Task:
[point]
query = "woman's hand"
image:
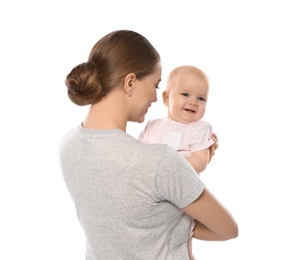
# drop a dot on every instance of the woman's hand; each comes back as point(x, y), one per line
point(214, 146)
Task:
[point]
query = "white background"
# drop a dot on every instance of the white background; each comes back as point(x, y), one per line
point(247, 50)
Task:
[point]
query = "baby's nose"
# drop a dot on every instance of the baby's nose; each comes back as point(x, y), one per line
point(193, 103)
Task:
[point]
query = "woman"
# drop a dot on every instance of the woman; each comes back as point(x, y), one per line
point(133, 200)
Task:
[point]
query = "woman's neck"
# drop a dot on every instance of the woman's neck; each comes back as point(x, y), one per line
point(109, 113)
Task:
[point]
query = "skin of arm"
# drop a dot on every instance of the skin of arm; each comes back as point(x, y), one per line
point(214, 222)
point(199, 160)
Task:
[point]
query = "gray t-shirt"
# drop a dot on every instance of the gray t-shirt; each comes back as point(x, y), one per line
point(128, 195)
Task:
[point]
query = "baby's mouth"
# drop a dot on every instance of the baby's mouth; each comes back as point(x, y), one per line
point(189, 110)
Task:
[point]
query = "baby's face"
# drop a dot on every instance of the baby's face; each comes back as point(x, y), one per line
point(187, 98)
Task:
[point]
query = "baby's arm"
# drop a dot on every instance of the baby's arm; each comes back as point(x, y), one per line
point(199, 160)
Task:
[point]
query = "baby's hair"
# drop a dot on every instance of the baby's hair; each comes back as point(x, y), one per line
point(185, 68)
point(111, 59)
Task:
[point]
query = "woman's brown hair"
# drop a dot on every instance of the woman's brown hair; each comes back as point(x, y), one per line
point(111, 59)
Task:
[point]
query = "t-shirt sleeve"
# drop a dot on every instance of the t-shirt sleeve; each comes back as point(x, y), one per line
point(176, 180)
point(201, 138)
point(143, 135)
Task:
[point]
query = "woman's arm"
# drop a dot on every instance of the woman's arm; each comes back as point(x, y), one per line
point(214, 222)
point(199, 160)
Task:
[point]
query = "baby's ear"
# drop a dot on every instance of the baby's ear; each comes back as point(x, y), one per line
point(165, 96)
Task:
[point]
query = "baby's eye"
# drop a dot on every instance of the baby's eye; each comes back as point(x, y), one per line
point(185, 94)
point(202, 99)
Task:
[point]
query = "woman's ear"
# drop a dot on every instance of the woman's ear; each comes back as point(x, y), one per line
point(129, 84)
point(165, 96)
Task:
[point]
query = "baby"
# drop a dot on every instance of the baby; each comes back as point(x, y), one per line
point(185, 96)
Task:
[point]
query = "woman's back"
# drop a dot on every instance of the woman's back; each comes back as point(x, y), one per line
point(128, 194)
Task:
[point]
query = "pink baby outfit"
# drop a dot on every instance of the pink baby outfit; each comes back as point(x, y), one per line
point(185, 138)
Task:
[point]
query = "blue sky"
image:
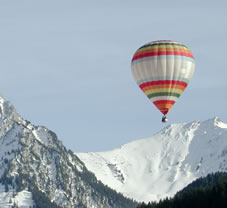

++++

Stated goal ::
Tally the lines of the data above that contain the string "background", treating uppercase and lowercase as different. Reply with the count alone.

Expected output ::
2